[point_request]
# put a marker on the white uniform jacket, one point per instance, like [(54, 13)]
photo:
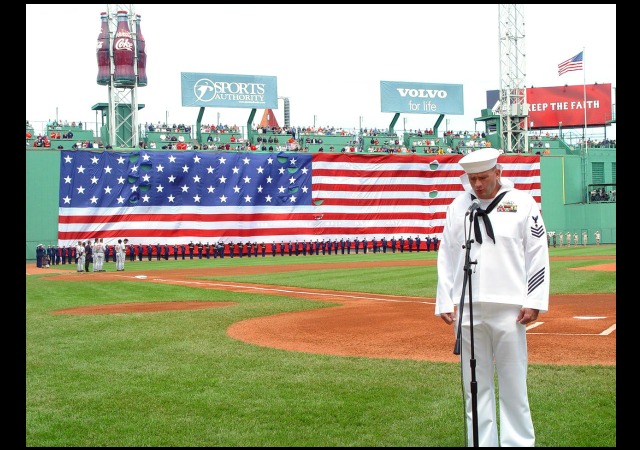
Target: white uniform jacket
[(514, 270)]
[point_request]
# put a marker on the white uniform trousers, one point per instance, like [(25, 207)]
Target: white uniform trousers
[(498, 339)]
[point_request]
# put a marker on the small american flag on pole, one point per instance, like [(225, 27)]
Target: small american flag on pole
[(177, 197), (571, 64)]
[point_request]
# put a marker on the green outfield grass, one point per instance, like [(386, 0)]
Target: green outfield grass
[(176, 379)]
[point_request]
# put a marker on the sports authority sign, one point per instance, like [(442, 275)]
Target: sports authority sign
[(421, 98)]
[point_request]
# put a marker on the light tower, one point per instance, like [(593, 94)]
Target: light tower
[(123, 98), (514, 109)]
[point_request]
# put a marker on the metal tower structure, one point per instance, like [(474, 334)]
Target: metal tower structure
[(514, 109), (123, 100)]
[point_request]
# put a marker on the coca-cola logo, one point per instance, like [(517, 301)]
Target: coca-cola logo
[(123, 44)]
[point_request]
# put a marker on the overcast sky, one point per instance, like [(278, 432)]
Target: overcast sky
[(328, 59)]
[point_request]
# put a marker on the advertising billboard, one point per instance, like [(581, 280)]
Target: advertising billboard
[(229, 91), (421, 98), (551, 106)]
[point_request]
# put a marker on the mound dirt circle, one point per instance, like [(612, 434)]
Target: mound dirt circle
[(577, 329)]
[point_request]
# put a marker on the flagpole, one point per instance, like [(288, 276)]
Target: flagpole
[(584, 139)]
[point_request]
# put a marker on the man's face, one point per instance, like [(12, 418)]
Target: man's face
[(485, 184)]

### TASK DESCRIPTION
Update all the items above, replacing "put a marker on" with "place a dot on" and leaving everything else unchanged. Leave the pictures out of your answer.

### SOLVED PROBLEM
[point_request]
# place a dot on the white uniform jacket, one point per instance, like [(54, 13)]
photo:
Target: white uniform jacket
[(514, 270)]
[point_request]
# place a dot on the white uniform trousers, one point per instance, like [(25, 207)]
Target: white uniform trousers
[(498, 339)]
[point_request]
# place a dot on the small american flag on pole, one point per instance, like [(225, 27)]
Target: small american flag on pole
[(177, 197), (571, 64)]
[point_request]
# place a dot on the green outfield grass, one point per instance, like [(386, 0)]
Target: green outfield grass
[(176, 379)]
[point_request]
# place a dot on the sports authority sign, one point per instance, like [(442, 275)]
Target: sports authority sign
[(421, 98)]
[point_request]
# place a dot on the light tower, one point per instance, like [(593, 94)]
Target: light tower
[(123, 98), (514, 109)]
[point_request]
# place a dot on the metal tower structure, one point per instance, like [(474, 334)]
Target: metal tower structure
[(514, 109), (123, 100)]
[point_request]
# place a dot on the coca-cola logo, one point per instance, like [(517, 301)]
Target: coca-cola logo
[(123, 44)]
[point_request]
# place a dot on the overcast sky, one point per instance, like [(278, 432)]
Target: overcast sky
[(328, 59)]
[point_request]
# place a dot on the advertising billboard, one point per instance, like [(581, 280)]
Target: advertising billboard
[(229, 91), (421, 98), (551, 106)]
[point_request]
# place a dot on the mound dirt circle, one point per instance, like [(612, 434)]
Target: mound dirt circle
[(577, 329)]
[point_request]
# place a dot on the flagpole, one point per instance, like [(288, 276)]
Target: flagpole
[(584, 139)]
[point_request]
# place a dot on the man's face, one point per instance, like [(12, 418)]
Target: man's face
[(485, 184)]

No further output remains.